** START OF TASK INPUT **

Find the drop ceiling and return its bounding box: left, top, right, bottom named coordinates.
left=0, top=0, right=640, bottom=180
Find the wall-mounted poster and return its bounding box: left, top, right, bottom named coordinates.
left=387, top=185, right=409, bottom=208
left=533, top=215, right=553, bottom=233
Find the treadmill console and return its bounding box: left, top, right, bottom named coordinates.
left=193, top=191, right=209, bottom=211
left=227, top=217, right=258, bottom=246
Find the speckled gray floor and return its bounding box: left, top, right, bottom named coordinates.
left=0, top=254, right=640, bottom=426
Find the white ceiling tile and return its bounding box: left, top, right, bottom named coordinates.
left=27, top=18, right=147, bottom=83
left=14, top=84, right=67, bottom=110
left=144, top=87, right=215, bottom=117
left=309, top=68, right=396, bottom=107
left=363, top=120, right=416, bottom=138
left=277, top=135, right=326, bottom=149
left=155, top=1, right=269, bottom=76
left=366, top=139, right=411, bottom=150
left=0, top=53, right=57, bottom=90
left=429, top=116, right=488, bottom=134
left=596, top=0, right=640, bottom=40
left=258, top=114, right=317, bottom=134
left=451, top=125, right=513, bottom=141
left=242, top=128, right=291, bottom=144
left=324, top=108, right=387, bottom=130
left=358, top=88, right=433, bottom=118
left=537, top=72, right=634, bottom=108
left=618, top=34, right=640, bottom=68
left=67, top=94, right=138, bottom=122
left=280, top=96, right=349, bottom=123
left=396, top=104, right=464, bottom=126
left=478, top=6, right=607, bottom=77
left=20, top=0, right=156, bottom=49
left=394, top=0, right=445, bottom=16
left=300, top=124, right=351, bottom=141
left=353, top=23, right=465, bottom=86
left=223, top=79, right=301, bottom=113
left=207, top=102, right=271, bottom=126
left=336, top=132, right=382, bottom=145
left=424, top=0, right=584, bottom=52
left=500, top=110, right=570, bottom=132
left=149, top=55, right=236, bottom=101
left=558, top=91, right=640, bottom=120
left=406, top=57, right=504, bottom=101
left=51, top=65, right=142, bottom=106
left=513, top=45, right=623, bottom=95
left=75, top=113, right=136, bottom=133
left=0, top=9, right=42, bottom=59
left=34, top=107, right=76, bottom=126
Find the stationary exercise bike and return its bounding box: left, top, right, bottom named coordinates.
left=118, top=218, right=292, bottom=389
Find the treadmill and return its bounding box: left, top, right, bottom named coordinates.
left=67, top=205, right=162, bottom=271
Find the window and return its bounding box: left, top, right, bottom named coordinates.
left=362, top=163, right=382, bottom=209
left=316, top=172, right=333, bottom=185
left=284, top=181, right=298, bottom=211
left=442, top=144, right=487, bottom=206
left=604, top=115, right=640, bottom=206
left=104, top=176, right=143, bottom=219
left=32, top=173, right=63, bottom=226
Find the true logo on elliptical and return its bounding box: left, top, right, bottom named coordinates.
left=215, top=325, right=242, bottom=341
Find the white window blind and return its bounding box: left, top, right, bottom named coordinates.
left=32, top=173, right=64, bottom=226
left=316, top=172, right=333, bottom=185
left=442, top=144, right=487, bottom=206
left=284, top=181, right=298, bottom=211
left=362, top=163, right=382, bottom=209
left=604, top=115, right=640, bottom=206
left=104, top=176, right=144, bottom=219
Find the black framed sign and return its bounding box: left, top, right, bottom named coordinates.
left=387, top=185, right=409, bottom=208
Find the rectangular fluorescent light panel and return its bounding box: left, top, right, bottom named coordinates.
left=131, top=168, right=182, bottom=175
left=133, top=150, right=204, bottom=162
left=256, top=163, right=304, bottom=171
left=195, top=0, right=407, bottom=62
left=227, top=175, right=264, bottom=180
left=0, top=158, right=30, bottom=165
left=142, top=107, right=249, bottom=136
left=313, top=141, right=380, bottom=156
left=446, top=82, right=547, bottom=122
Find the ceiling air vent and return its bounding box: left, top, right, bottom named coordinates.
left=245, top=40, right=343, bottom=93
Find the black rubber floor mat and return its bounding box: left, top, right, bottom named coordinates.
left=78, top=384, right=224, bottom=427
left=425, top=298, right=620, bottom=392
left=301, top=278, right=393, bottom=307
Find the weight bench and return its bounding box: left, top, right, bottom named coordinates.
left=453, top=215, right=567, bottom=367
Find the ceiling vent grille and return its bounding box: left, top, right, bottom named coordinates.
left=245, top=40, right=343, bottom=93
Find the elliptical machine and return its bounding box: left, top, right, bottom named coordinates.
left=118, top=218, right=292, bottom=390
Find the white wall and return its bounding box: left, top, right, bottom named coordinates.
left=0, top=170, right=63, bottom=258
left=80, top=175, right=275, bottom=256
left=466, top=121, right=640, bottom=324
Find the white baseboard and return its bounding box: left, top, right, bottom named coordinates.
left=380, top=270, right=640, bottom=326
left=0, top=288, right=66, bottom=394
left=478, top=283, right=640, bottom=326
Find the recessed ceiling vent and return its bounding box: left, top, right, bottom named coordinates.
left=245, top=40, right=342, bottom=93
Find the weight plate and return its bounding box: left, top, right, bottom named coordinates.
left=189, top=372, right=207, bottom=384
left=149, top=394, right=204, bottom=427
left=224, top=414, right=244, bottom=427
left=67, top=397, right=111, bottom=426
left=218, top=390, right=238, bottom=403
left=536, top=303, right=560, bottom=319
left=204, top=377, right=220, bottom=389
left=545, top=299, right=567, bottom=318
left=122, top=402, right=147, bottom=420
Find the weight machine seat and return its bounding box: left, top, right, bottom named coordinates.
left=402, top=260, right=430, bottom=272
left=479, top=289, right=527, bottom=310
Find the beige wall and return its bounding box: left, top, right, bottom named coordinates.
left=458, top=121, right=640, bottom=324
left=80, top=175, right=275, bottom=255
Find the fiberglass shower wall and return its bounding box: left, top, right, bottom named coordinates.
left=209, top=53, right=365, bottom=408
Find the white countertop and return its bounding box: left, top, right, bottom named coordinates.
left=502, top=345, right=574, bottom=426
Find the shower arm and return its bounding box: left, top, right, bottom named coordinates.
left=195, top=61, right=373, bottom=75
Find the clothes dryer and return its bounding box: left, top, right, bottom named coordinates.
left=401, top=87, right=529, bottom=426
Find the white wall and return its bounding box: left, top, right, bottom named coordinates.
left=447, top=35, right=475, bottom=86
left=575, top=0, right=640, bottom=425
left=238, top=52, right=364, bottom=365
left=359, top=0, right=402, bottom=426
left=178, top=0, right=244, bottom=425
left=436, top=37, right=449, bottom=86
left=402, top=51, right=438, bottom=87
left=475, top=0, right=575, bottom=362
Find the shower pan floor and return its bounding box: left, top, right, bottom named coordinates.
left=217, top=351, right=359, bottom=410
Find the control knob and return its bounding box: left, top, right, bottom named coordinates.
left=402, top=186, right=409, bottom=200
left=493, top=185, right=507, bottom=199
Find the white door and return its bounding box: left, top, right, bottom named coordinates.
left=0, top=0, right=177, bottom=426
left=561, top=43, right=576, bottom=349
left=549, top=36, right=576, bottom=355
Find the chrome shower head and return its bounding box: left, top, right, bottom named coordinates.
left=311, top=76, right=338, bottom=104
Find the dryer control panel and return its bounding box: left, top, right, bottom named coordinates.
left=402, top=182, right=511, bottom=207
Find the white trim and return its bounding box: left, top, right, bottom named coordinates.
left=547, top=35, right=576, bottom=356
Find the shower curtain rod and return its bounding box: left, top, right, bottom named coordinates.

** END OF TASK INPUT **

Can you convert all the data above into a Markdown table with the columns Row and Entry, numbering each line in Row and leaving out blank lines?

ANSWER:
| Row | Entry |
|---|---|
| 1 | Find the drop ceiling and return its bounding box: left, top, right, bottom named coordinates. |
| 2 | left=0, top=0, right=640, bottom=180 |
| 3 | Find the wall-mounted poster and return its bounding box: left, top, right, bottom named coordinates. |
| 4 | left=387, top=185, right=409, bottom=208 |
| 5 | left=533, top=215, right=553, bottom=233 |
| 6 | Find the treadmill console and return its bounding box: left, top, right, bottom named coordinates. |
| 7 | left=193, top=191, right=209, bottom=211 |
| 8 | left=227, top=217, right=258, bottom=246 |
| 9 | Find the speckled gray floor and return its bounding box: left, top, right, bottom named coordinates. |
| 10 | left=0, top=254, right=640, bottom=426 |
| 11 | Find the white ceiling tile and return its bounding box: left, top, right, bottom named coordinates. |
| 12 | left=27, top=18, right=147, bottom=83 |
| 13 | left=14, top=84, right=67, bottom=110 |
| 14 | left=144, top=87, right=215, bottom=117 |
| 15 | left=309, top=68, right=396, bottom=107 |
| 16 | left=363, top=120, right=416, bottom=138 |
| 17 | left=277, top=135, right=326, bottom=149 |
| 18 | left=155, top=1, right=269, bottom=76 |
| 19 | left=366, top=139, right=411, bottom=150 |
| 20 | left=0, top=53, right=57, bottom=90 |
| 21 | left=429, top=116, right=488, bottom=134 |
| 22 | left=596, top=0, right=640, bottom=40 |
| 23 | left=258, top=114, right=317, bottom=134 |
| 24 | left=451, top=125, right=513, bottom=141 |
| 25 | left=242, top=128, right=291, bottom=144 |
| 26 | left=324, top=108, right=387, bottom=130 |
| 27 | left=358, top=88, right=433, bottom=118 |
| 28 | left=537, top=72, right=634, bottom=108 |
| 29 | left=618, top=34, right=640, bottom=68 |
| 30 | left=67, top=94, right=138, bottom=122 |
| 31 | left=280, top=96, right=349, bottom=123 |
| 32 | left=396, top=104, right=464, bottom=126 |
| 33 | left=478, top=6, right=607, bottom=77 |
| 34 | left=20, top=0, right=156, bottom=49 |
| 35 | left=394, top=0, right=445, bottom=16 |
| 36 | left=300, top=124, right=351, bottom=141 |
| 37 | left=353, top=23, right=465, bottom=86 |
| 38 | left=223, top=79, right=301, bottom=113 |
| 39 | left=207, top=102, right=271, bottom=126 |
| 40 | left=336, top=132, right=382, bottom=145 |
| 41 | left=424, top=0, right=584, bottom=52 |
| 42 | left=500, top=110, right=570, bottom=132 |
| 43 | left=149, top=55, right=236, bottom=101 |
| 44 | left=558, top=91, right=640, bottom=120 |
| 45 | left=406, top=57, right=504, bottom=101 |
| 46 | left=51, top=65, right=142, bottom=106 |
| 47 | left=513, top=45, right=623, bottom=95 |
| 48 | left=75, top=113, right=136, bottom=133 |
| 49 | left=0, top=9, right=42, bottom=59 |
| 50 | left=34, top=107, right=76, bottom=126 |
| 51 | Find the stationary exercise bike and return its bounding box: left, top, right, bottom named coordinates. |
| 52 | left=118, top=218, right=292, bottom=389 |
| 53 | Find the treadmill and return its bounding box: left, top, right, bottom named coordinates. |
| 54 | left=67, top=205, right=162, bottom=271 |
| 55 | Find the window and return its bounding box: left, top, right, bottom named coordinates. |
| 56 | left=362, top=163, right=382, bottom=209 |
| 57 | left=316, top=172, right=333, bottom=185 |
| 58 | left=284, top=181, right=298, bottom=211 |
| 59 | left=442, top=144, right=487, bottom=206 |
| 60 | left=604, top=115, right=640, bottom=206 |
| 61 | left=104, top=176, right=143, bottom=219 |
| 62 | left=32, top=173, right=63, bottom=226 |
| 63 | Find the true logo on elliptical and return its bounding box: left, top, right, bottom named coordinates. |
| 64 | left=215, top=325, right=242, bottom=341 |
| 65 | Find the white window blind and return its bounding box: left, top, right, bottom named coordinates. |
| 66 | left=32, top=173, right=64, bottom=226 |
| 67 | left=316, top=172, right=333, bottom=185 |
| 68 | left=442, top=144, right=487, bottom=206 |
| 69 | left=284, top=181, right=298, bottom=211 |
| 70 | left=362, top=163, right=382, bottom=209 |
| 71 | left=604, top=115, right=640, bottom=206 |
| 72 | left=104, top=176, right=144, bottom=219 |
| 73 | Find the black framed sign and return its bounding box: left, top, right, bottom named coordinates. |
| 74 | left=387, top=185, right=409, bottom=208 |
| 75 | Find the rectangular fluorescent light panel and return its bounding box: left, top, right, bottom named coordinates. |
| 76 | left=131, top=168, right=182, bottom=175 |
| 77 | left=133, top=150, right=204, bottom=162 |
| 78 | left=256, top=163, right=304, bottom=171 |
| 79 | left=195, top=0, right=407, bottom=62 |
| 80 | left=227, top=175, right=264, bottom=180 |
| 81 | left=0, top=158, right=30, bottom=165 |
| 82 | left=142, top=107, right=249, bottom=136 |
| 83 | left=313, top=141, right=380, bottom=156 |
| 84 | left=446, top=82, right=547, bottom=122 |
| 85 | Find the ceiling air vent and return its bounding box: left, top, right, bottom named coordinates. |
| 86 | left=245, top=40, right=343, bottom=93 |
| 87 | Find the black rubber floor mat and return its bounding box: left, top, right, bottom named coordinates. |
| 88 | left=78, top=384, right=224, bottom=427 |
| 89 | left=425, top=298, right=620, bottom=392 |
| 90 | left=301, top=278, right=393, bottom=307 |
| 91 | Find the weight bench and return its bounding box: left, top, right, bottom named coordinates. |
| 92 | left=453, top=215, right=567, bottom=367 |
| 93 | Find the ceiling vent grille and return its bounding box: left, top, right, bottom named coordinates. |
| 94 | left=245, top=40, right=343, bottom=93 |
| 95 | Find the elliptical machine and return its bounding box: left, top, right, bottom named coordinates. |
| 96 | left=118, top=218, right=292, bottom=390 |
| 97 | Find the white wall and return its bounding box: left, top, right, bottom named coordinates. |
| 98 | left=0, top=170, right=63, bottom=258 |
| 99 | left=80, top=175, right=275, bottom=256 |
| 100 | left=466, top=121, right=640, bottom=324 |
| 101 | Find the white baseboard and return its bounding box: left, top, right, bottom named coordinates. |
| 102 | left=380, top=270, right=640, bottom=326 |
| 103 | left=0, top=288, right=66, bottom=394 |
| 104 | left=478, top=283, right=640, bottom=326 |
| 105 | Find the recessed ceiling vent and return its bounding box: left, top, right, bottom named coordinates. |
| 106 | left=245, top=40, right=342, bottom=93 |
| 107 | Find the weight plate and return its bounding box: left, top, right, bottom named coordinates. |
| 108 | left=189, top=372, right=207, bottom=384 |
| 109 | left=149, top=394, right=204, bottom=427 |
| 110 | left=224, top=414, right=244, bottom=427 |
| 111 | left=67, top=397, right=111, bottom=426 |
| 112 | left=218, top=390, right=238, bottom=403 |
| 113 | left=536, top=303, right=560, bottom=319 |
| 114 | left=204, top=377, right=220, bottom=389 |
| 115 | left=545, top=299, right=567, bottom=318 |
| 116 | left=122, top=402, right=147, bottom=420 |
| 117 | Find the weight machine seat and return its bounding box: left, top, right, bottom named coordinates. |
| 118 | left=402, top=260, right=430, bottom=272 |
| 119 | left=479, top=289, right=527, bottom=310 |
| 120 | Find the beige wall and return its bounding box: left, top, right, bottom named coordinates. |
| 121 | left=458, top=121, right=640, bottom=324 |
| 122 | left=80, top=175, right=275, bottom=255 |
| 123 | Find the fiberglass shower wall and return its bounding box: left, top, right, bottom named coordinates. |
| 124 | left=209, top=53, right=365, bottom=408 |
| 125 | Find the white countertop and return its bounding box: left, top, right, bottom named coordinates. |
| 126 | left=502, top=345, right=574, bottom=426 |
| 127 | Find the shower arm and return its bounding box: left, top, right, bottom named coordinates. |
| 128 | left=195, top=61, right=373, bottom=75 |
| 129 | Find the clothes dryer and return its bounding box: left, top, right, bottom named coordinates. |
| 130 | left=401, top=87, right=529, bottom=426 |
| 131 | Find the white wall and return its bounding box: left, top, right, bottom named coordinates. |
| 132 | left=447, top=35, right=475, bottom=86 |
| 133 | left=575, top=0, right=640, bottom=425 |
| 134 | left=238, top=52, right=364, bottom=365 |
| 135 | left=359, top=0, right=402, bottom=426 |
| 136 | left=178, top=0, right=244, bottom=425 |
| 137 | left=436, top=37, right=449, bottom=86 |
| 138 | left=402, top=51, right=438, bottom=87 |
| 139 | left=475, top=0, right=575, bottom=362 |
| 140 | Find the shower pan floor and return its bounding box: left, top, right, bottom named coordinates. |
| 141 | left=217, top=351, right=359, bottom=410 |
| 142 | Find the control knob and return its bounding box: left, top, right, bottom named coordinates. |
| 143 | left=402, top=186, right=409, bottom=200 |
| 144 | left=493, top=185, right=507, bottom=199 |
| 145 | Find the white door and return its bounding box: left, top, right, bottom named coordinates. |
| 146 | left=0, top=0, right=177, bottom=426 |
| 147 | left=561, top=43, right=576, bottom=349 |
| 148 | left=549, top=36, right=576, bottom=355 |
| 149 | Find the chrome shower head and return its bounding box: left, top, right, bottom named coordinates. |
| 150 | left=311, top=76, right=338, bottom=104 |
| 151 | Find the dryer control panel and return its bounding box: left, top, right, bottom named coordinates. |
| 152 | left=402, top=182, right=511, bottom=207 |
| 153 | Find the white trim and return its bounding box: left, top, right, bottom named coordinates. |
| 154 | left=547, top=35, right=576, bottom=356 |
| 155 | Find the shower curtain rod and return its bounding box: left, top, right, bottom named coordinates. |